Тривиальный “предмет созерцания”, в поисках которого пребывает Дуганов, у Хлебникова начисто отсутствует. Предметы текучи и зависят от созвучий, они переплавляются и, плавясь, выныривают всякий раз в неожиданной личине. Слово выступает самовитым актёром на этом театре избыточности — в весёлых переплесках и в единстве вообще мировых языков (по признанию Хлебникова). Тут озарение шествует рука об руку с хитроумием и изобретательностью. „Без плана, вспышками идущее сцепленье: / Мое мучение и мой восторг оне” (И. Анненский). Такое искусство управления словами принципиально не может быть ни кратким, ни замкнутым, занимаясь самовоспроизводством, перепевом или клонированием. Порой у кичливого недоумия оно даже ставит под вопрос самое себя: да помилуйте, искусство ли это? А может, графомания? Называйте как угодно, только читайте внимательно. Вариаций несметное изобилие и все они неожиданны. Перед нами сейчас прошла только одна цепочка из великого множества.

## Задание
Ответьте на вопросы по отрывку выше.
(а) Что, согласно отрывку, у Хлебникова начисто отсутствует?
(б) Кто указан автором процитированных строк «Без плана, вспышками идущее сцепленье»?
(в) Каким, по словам отрывка, такое искусство управления словами принципиально не может быть?

## Исходные данные
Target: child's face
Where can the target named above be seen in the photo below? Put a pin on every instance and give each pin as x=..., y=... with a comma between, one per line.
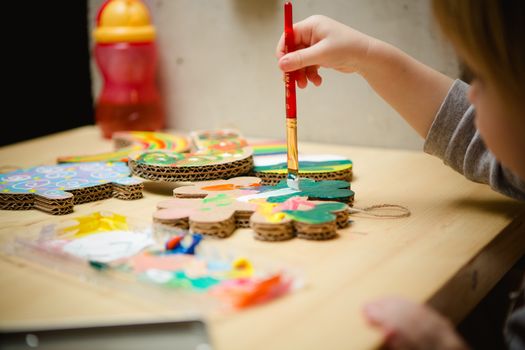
x=501, y=126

## Ответ
(а) Тривиальный «предмет созерцания», в поисках которого пребывает Дуганов.
(б) И. Анненский.
(в) Ни кратким, ни замкнутым.